#### Belge Metni:
Arama

Mecaz - Mecâz-ı Mürsel Sanatı

Güncelleme: 9 Nisan 2014 Gösterim: 12.472 Cevap: 4
virtuecat - avatarı
virtuecat
Ziyaretçi
10 Aralık 2006       Mesaj #1
virtuecat - avatarı
Ziyaretçi
Mecaz kelimesi sözlükte gelip gidilen, geçilen yol; geçilmesine izin (cevaz) verilen sınır ve gerçeğin zıddı anlamlarındadır. Bir edebî terim olarak ise mecaz, bir kelimenin gerçek anlamlarında kullanılmayıp, benzetme maksadı yada bir şeyle benzetme ilgisinin başka? anlamlarda kullanılmasıdır.

#### Veri Kümesi Alıntısı:

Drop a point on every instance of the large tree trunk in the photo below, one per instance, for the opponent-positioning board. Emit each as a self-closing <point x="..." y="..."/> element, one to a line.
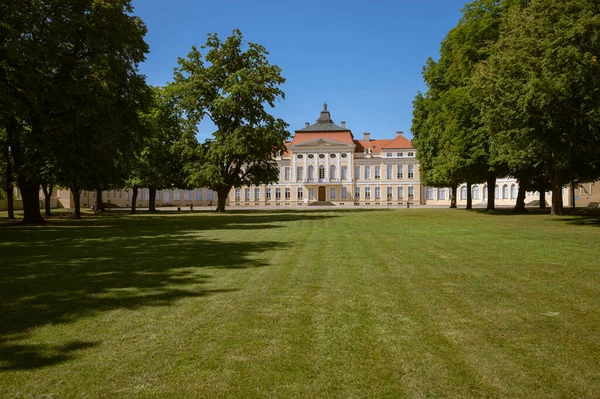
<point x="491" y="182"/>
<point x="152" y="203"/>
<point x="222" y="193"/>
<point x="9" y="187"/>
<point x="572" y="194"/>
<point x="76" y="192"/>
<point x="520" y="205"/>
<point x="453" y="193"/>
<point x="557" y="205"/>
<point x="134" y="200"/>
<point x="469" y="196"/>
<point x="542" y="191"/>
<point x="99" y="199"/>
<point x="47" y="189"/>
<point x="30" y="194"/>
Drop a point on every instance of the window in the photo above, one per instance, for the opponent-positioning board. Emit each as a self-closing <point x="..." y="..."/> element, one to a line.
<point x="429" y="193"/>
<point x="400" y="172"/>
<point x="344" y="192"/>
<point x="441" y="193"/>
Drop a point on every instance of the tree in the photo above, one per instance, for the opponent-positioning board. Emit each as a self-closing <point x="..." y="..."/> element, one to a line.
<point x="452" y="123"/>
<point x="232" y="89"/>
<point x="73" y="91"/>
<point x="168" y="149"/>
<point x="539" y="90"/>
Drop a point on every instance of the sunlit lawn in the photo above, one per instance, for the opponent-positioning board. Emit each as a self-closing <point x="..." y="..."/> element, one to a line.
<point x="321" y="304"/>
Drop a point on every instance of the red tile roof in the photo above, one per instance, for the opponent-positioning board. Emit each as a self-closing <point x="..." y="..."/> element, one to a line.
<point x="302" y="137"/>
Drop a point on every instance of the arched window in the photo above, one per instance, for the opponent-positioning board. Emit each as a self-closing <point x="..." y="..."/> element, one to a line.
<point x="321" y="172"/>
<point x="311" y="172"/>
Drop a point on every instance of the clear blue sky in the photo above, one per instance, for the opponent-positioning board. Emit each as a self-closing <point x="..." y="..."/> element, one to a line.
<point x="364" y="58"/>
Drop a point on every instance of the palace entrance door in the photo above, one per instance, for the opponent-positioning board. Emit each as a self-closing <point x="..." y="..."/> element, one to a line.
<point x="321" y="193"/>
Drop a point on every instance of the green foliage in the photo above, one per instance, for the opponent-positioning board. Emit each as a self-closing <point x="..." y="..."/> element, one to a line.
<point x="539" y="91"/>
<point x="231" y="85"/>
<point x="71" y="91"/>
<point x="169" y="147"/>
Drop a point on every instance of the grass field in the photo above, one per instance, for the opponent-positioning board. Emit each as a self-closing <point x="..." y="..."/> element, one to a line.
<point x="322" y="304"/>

---

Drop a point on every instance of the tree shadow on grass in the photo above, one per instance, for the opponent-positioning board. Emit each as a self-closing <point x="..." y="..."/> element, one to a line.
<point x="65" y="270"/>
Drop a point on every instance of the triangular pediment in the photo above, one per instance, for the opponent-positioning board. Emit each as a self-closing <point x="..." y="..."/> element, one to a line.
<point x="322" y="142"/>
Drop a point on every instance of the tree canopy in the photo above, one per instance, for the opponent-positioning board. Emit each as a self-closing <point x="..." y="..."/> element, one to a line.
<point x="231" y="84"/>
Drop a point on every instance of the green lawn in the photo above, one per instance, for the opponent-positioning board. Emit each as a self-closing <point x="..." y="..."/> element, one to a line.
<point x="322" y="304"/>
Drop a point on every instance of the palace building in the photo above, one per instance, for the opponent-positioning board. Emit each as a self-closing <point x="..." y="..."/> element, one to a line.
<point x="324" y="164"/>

#### Kısa Problem:
Lütfen mecaz hakkındaki metnin "Güncelleme: 9 Nisan" ile başlayıp "başka? anlamlarda kullanılmasıdır." ifadesine kadar süren bölümünü, "sözlükte" yerine "lügatte" koyarak güncelleyin ve yeniden yazın.

#### Görev Yanıtı:
Güncelleme: 9 Nisan 2014 Gösterim: 12.472 Cevap: 4
virtuecat - avatarı
virtuecat
Ziyaretçi
10 Aralık 2006       Mesaj #1
virtuecat - avatarı
Ziyaretçi
Mecaz kelimesi lügatte gelip gidilen, geçilen yol; geçilmesine izin (cevaz) verilen sınır ve gerçeğin zıddı anlamlarındadır. Bir edebî terim olarak ise mecaz, bir kelimenin gerçek anlamlarında kullanılmayıp, benzetme maksadı yada bir şeyle benzetme ilgisinin başka? anlamlarda kullanılmasıdır.